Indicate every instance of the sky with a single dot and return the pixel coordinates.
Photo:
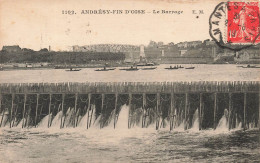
(39, 24)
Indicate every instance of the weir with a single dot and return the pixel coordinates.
(196, 105)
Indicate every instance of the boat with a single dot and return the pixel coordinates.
(105, 69)
(171, 68)
(189, 67)
(145, 64)
(73, 69)
(250, 66)
(149, 68)
(130, 69)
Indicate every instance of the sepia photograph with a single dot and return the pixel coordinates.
(86, 81)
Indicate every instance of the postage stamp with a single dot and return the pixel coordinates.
(235, 25)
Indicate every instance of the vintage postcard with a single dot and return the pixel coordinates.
(129, 81)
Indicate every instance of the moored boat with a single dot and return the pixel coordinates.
(171, 68)
(189, 67)
(149, 68)
(73, 69)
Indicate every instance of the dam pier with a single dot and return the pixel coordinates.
(165, 104)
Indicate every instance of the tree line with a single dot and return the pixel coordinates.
(59, 57)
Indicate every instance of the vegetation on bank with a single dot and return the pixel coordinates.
(58, 57)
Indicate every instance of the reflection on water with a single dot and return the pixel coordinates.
(121, 144)
(109, 145)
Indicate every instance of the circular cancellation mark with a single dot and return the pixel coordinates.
(235, 25)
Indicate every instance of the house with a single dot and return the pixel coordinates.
(12, 49)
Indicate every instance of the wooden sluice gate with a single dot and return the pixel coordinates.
(162, 104)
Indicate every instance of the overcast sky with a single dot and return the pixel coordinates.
(37, 24)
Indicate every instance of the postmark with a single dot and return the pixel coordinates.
(235, 25)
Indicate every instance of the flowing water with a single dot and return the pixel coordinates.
(115, 142)
(121, 144)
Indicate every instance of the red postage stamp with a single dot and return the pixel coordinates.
(243, 22)
(235, 25)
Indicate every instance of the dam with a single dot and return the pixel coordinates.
(199, 104)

**Direction:** Give the lines from the one containing "Indicate every instance of the postmark" (that line included) through the last line of the items above as a numbered list, omitting any blank lines.

**Written answer:**
1. Indicate every instance of the postmark with a single dot and return the pixel coordinates.
2. (235, 25)
3. Indicate every instance of the flowing water with a single dot and return the pixel coordinates.
4. (115, 142)
5. (121, 144)
6. Indicate every instance of the red postage stamp with a single dot and return the pixel coordinates.
7. (243, 22)
8. (235, 25)
9. Indicate every instance of the dam with a single dot and return the pixel coordinates.
10. (199, 104)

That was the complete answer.